Rewrite the material from the line containing "Target: white shirt" through the line containing "180 157 L 204" as a JSON list of strings, with one string per line and no blank lines.
*** Data to process ***
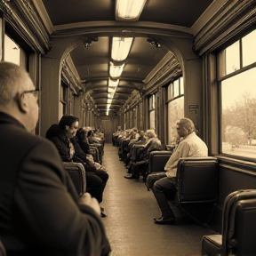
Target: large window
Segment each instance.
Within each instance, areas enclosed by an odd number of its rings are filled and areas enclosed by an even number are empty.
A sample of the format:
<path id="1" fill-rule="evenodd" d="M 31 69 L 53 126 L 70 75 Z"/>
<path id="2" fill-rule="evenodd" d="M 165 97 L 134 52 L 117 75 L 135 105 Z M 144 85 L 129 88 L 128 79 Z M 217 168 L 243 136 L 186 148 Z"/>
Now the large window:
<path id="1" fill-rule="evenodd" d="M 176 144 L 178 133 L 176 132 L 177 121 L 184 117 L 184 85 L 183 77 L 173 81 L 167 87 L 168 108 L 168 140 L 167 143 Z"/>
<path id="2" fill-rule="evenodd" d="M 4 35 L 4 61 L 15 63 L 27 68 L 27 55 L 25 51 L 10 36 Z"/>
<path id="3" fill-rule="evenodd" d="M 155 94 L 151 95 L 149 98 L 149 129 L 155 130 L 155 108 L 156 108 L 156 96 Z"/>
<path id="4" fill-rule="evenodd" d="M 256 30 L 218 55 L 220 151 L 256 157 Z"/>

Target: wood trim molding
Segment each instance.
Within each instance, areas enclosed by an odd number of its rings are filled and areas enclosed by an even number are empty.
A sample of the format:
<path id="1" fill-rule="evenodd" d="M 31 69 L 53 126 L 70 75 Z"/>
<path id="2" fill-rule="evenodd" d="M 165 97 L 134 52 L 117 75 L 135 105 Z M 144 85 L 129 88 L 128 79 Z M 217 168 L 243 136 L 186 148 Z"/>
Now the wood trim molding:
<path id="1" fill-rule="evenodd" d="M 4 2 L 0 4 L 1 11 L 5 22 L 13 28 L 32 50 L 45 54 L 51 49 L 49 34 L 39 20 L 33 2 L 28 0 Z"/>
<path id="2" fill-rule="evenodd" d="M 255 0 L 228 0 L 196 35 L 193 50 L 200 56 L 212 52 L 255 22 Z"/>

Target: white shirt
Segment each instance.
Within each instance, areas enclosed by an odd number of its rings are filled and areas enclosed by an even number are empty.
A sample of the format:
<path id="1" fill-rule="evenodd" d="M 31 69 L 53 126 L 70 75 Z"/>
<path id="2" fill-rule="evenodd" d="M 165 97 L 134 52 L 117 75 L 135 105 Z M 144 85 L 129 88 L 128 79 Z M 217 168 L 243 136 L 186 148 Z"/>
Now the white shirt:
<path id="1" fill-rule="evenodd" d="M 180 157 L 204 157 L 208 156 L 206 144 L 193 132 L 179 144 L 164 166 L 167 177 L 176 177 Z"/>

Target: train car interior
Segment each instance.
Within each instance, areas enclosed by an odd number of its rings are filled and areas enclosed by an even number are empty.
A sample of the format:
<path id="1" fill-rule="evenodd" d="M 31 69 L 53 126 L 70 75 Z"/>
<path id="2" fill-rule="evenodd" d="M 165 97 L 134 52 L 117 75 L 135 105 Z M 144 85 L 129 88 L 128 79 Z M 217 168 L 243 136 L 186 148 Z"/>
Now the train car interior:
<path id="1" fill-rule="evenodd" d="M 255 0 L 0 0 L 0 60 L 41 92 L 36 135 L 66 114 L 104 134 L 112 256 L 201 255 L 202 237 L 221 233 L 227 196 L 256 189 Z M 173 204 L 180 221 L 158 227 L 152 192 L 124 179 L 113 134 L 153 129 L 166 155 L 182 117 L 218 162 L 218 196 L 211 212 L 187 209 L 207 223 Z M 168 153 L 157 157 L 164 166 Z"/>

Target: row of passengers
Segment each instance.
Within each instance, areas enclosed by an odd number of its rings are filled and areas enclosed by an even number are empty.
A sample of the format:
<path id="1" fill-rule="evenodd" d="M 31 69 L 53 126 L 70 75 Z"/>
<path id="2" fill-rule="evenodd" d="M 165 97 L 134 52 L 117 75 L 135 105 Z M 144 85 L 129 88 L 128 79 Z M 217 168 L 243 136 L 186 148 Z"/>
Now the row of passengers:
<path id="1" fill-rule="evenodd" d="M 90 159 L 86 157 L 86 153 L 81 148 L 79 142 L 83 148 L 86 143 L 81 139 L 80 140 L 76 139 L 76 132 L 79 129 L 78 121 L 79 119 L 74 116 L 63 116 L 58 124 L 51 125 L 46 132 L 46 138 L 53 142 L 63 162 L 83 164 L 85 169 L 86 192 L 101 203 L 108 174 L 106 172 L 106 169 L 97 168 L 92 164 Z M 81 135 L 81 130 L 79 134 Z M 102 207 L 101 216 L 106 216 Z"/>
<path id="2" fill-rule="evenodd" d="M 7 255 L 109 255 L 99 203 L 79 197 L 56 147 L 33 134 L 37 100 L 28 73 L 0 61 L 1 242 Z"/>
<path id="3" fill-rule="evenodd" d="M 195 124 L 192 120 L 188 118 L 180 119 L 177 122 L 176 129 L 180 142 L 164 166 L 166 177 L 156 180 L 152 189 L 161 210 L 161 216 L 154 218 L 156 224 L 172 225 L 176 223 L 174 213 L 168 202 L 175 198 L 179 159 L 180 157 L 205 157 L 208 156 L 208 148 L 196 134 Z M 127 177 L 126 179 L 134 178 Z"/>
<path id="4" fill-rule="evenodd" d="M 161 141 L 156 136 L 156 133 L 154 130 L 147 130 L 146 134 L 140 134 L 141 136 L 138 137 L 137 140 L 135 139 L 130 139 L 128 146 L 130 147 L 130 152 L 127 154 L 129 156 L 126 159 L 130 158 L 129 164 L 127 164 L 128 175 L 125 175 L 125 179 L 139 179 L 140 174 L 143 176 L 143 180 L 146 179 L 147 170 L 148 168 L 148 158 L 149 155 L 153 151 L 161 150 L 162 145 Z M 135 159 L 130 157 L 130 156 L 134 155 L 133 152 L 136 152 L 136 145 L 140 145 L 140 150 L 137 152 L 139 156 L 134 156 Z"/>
***
*** Data to process ***
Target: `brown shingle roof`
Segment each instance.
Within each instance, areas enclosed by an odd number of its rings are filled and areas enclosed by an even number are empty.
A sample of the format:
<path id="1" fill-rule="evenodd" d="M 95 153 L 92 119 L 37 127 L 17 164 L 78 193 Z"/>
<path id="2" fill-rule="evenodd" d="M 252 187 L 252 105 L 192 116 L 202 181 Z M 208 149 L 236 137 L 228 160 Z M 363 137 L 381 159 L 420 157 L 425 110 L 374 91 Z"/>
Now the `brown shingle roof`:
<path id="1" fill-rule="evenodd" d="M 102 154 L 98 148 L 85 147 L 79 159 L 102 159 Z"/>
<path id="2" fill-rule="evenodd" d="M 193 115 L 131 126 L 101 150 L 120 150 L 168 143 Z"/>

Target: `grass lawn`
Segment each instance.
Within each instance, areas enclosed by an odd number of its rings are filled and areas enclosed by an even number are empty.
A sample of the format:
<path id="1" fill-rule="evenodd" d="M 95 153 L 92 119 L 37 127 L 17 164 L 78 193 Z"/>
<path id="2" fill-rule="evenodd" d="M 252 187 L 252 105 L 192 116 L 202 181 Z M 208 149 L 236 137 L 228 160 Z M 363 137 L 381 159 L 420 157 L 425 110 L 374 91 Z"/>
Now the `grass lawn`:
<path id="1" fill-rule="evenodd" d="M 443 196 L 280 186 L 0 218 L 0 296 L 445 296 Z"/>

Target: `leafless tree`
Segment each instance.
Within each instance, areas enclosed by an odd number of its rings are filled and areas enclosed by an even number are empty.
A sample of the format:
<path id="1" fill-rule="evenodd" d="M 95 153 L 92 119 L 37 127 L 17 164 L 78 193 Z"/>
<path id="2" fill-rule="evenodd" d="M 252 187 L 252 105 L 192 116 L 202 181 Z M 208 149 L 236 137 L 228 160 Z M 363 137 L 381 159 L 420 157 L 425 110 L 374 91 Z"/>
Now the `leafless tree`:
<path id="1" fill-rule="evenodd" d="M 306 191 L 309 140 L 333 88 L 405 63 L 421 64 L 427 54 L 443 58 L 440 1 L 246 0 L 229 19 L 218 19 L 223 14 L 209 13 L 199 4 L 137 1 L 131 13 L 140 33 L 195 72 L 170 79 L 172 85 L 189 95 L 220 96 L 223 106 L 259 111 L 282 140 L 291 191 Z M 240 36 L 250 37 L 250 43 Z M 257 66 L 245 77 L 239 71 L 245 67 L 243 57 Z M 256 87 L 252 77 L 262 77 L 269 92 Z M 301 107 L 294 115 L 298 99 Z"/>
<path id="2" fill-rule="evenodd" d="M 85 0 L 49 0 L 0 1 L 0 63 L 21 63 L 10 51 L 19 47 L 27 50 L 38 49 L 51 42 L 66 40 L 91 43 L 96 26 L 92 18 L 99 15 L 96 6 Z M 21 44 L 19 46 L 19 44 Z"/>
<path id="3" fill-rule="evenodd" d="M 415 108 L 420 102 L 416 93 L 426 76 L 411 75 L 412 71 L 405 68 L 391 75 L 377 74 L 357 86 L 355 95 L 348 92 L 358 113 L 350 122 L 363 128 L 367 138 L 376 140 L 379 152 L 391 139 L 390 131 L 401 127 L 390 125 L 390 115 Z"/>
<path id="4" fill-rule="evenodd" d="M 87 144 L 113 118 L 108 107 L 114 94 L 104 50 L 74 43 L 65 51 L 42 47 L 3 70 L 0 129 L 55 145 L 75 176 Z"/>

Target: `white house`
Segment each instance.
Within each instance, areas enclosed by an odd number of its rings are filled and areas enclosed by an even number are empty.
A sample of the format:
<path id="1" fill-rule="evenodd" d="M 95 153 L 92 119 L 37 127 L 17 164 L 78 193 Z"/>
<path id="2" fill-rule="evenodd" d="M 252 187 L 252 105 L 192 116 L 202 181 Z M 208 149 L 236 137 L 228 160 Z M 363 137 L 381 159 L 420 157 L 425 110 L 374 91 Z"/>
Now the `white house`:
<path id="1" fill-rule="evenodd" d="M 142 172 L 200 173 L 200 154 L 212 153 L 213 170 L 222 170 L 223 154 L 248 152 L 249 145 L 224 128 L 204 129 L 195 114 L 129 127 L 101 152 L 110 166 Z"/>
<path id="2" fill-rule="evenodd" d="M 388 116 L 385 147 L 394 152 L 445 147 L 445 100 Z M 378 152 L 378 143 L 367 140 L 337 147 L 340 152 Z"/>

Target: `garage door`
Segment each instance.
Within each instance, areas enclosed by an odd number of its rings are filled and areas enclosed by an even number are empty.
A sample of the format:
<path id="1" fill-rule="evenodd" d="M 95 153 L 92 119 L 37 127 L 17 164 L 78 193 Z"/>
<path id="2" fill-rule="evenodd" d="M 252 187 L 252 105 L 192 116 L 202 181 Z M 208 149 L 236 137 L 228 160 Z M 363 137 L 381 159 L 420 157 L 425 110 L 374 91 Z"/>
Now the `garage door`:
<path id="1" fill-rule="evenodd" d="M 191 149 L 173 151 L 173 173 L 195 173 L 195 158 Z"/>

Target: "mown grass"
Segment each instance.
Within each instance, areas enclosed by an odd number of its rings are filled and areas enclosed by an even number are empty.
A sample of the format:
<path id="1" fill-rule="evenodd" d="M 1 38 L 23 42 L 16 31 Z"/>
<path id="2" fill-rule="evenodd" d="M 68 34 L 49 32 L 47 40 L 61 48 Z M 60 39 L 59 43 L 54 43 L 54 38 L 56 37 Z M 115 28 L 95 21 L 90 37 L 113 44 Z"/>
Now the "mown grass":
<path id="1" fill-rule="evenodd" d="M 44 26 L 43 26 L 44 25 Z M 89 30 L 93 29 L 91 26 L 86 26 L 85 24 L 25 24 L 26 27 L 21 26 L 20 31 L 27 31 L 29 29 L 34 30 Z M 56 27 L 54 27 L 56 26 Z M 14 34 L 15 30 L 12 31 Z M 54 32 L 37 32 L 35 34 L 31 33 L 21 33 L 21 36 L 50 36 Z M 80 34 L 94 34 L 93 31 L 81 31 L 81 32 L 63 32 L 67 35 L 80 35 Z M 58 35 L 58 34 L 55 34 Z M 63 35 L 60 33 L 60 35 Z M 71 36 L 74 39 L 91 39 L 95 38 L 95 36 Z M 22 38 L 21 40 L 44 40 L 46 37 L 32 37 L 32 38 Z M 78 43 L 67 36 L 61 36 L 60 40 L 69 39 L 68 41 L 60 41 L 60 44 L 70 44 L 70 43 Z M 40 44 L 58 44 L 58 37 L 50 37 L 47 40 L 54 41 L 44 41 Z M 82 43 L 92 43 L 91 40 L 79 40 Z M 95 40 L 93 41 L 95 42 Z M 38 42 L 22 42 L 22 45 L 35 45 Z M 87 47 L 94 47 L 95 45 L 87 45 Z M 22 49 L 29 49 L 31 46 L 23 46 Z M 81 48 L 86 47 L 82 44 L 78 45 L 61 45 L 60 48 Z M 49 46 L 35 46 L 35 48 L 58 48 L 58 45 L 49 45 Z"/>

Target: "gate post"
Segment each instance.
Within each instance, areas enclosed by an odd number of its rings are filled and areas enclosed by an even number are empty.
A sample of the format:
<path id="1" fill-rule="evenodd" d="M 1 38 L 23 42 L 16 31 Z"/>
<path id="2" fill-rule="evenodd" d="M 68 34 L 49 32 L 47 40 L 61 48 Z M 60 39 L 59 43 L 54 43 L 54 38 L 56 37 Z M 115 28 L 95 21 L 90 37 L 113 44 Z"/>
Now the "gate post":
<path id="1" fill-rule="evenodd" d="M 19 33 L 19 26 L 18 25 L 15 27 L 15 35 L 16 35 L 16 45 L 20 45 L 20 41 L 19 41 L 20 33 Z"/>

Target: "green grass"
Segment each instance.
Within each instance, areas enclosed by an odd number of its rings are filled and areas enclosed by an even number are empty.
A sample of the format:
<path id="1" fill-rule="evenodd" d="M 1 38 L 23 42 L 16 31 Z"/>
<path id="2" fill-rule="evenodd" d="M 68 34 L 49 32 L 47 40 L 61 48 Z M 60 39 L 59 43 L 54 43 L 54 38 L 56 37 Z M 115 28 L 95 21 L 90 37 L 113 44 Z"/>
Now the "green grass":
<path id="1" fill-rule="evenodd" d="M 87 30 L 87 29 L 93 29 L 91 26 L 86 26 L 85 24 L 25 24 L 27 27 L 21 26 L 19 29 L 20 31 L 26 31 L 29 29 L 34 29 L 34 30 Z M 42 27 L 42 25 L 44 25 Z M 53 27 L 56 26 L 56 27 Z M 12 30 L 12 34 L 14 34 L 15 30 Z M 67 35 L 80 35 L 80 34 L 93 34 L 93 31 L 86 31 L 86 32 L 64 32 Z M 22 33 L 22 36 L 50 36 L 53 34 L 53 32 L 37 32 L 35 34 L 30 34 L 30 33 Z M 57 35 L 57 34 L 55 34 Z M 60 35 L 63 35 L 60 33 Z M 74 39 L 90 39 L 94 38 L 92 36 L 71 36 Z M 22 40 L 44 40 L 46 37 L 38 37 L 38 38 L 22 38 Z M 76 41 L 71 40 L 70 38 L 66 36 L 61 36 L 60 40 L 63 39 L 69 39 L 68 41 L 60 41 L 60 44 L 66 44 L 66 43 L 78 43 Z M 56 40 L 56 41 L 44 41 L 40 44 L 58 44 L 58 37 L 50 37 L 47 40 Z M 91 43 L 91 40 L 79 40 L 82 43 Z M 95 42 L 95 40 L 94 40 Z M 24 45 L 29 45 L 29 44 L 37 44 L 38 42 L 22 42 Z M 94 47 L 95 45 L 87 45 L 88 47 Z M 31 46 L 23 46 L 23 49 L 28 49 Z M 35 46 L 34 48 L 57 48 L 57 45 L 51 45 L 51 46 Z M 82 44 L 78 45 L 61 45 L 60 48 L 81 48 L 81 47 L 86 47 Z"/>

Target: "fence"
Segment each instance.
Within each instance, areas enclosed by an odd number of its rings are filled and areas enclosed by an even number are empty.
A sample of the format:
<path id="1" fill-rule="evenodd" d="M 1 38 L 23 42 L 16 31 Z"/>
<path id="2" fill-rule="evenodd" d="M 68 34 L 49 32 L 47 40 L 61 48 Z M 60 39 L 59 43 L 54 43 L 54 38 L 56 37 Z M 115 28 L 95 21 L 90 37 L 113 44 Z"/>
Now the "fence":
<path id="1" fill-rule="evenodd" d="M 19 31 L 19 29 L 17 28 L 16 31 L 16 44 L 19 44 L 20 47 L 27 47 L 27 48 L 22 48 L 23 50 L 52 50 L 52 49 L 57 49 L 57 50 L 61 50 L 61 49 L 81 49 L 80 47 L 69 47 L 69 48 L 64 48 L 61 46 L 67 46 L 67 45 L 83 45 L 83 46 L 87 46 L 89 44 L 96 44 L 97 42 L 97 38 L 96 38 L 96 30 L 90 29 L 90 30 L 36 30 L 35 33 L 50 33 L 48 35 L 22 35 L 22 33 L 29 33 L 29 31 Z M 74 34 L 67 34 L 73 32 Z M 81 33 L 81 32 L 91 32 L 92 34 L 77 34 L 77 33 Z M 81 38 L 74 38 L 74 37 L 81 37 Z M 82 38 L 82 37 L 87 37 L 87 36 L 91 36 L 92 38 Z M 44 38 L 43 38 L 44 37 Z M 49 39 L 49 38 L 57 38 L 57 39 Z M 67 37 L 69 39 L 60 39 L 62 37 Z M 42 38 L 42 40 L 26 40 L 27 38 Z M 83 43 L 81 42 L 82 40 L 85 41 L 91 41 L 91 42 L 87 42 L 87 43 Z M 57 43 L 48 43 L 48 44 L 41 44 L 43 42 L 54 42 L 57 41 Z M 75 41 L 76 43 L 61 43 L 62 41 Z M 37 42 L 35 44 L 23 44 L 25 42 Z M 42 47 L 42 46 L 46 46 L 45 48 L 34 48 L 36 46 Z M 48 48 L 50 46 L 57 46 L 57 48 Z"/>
***
*** Data to process ***
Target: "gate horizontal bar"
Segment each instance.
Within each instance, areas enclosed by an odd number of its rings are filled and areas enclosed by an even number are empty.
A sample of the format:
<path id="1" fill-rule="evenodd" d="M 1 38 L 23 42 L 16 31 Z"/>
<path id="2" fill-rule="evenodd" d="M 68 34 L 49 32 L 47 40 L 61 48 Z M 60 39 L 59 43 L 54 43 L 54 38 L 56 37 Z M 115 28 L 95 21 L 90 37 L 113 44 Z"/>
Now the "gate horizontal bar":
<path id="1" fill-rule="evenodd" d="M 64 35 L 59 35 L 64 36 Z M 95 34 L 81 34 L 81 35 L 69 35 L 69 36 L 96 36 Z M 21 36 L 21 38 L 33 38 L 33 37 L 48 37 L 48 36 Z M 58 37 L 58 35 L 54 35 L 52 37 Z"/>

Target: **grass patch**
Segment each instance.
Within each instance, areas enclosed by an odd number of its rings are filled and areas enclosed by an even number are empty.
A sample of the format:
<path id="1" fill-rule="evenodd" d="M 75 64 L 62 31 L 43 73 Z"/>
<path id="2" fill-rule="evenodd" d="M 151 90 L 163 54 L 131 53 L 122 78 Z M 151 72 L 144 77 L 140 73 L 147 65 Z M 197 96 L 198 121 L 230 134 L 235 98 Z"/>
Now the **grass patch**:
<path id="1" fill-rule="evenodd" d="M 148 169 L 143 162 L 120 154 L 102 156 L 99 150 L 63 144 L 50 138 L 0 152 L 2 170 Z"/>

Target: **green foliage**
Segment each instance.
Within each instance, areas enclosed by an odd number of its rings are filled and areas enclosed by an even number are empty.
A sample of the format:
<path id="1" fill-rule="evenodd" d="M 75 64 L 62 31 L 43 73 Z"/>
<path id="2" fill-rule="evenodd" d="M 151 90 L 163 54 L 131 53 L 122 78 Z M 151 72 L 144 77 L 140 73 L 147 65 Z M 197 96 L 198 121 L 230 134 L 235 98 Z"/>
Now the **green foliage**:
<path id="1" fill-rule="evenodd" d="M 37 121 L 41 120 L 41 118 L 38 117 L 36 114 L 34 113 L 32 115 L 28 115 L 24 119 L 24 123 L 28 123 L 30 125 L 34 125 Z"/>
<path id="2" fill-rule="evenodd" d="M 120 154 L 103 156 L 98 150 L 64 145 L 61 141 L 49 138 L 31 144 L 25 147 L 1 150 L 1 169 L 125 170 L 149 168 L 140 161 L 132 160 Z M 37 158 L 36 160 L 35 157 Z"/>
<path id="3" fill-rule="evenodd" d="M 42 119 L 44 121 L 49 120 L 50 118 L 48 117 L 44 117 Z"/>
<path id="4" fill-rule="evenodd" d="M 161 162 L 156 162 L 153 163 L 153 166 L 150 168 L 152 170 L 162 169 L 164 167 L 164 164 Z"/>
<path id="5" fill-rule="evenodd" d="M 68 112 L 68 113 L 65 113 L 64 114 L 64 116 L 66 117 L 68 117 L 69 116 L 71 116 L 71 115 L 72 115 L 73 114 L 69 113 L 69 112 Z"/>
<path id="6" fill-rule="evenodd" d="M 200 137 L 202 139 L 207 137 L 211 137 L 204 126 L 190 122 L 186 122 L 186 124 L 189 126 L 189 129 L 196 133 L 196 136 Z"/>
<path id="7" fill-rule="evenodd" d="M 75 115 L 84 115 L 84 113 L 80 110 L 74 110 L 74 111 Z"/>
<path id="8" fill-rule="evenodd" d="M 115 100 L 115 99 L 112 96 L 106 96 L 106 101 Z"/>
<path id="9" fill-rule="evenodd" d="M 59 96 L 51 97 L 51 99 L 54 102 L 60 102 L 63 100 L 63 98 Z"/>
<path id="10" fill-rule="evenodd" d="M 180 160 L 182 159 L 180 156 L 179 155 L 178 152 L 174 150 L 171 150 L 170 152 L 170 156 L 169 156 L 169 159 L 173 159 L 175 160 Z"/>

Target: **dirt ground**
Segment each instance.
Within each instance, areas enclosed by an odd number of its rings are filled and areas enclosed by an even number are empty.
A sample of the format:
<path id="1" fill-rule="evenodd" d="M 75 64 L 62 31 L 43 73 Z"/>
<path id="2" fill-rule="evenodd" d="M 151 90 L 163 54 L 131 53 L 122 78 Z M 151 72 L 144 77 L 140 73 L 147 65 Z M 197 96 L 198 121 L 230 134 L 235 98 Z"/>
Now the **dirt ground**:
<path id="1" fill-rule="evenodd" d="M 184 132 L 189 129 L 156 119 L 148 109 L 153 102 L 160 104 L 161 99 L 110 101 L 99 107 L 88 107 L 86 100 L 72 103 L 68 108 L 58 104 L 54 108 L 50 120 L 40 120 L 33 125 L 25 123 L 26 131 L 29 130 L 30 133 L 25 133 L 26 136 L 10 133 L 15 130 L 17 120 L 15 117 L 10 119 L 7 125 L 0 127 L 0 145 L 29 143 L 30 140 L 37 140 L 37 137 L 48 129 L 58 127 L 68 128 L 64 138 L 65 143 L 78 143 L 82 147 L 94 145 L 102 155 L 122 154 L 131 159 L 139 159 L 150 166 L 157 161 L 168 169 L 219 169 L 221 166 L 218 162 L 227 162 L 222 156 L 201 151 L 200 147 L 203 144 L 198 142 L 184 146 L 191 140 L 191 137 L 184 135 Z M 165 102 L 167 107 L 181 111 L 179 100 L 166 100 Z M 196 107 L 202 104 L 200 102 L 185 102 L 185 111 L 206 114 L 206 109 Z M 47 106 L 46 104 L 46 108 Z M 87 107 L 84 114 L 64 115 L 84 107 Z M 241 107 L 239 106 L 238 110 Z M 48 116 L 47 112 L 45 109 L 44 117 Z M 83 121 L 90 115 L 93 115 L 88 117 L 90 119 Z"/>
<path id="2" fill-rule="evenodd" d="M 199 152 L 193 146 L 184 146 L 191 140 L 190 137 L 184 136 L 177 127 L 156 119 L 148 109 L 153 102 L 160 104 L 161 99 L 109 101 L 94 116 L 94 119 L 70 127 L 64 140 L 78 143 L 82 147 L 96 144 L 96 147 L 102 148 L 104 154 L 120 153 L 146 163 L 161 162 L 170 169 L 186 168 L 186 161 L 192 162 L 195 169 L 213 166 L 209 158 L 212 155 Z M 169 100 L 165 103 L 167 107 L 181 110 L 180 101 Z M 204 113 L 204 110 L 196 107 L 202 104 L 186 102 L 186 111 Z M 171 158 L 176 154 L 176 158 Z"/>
***
▶ Response to this task:
[
  "Target: white shirt",
  "Segment each instance.",
  "Within each instance, areas enclosed by an odd number of its rings are filled and areas enclosed by an even number are empty.",
  "A sample of the format:",
  "<path id=\"1\" fill-rule=\"evenodd\" d=\"M 31 69 L 53 126 L 70 75 Z\"/>",
  "<path id=\"2\" fill-rule=\"evenodd\" d=\"M 165 97 L 134 52 L 117 75 L 135 105 Z M 144 85 L 129 88 L 128 79 Z M 217 168 L 243 136 L 186 148 Z\"/>",
  "Now the white shirt:",
  "<path id=\"1\" fill-rule=\"evenodd\" d=\"M 180 157 L 204 157 L 208 156 L 206 144 L 193 132 L 179 144 L 164 166 L 167 177 L 176 177 Z\"/>"
]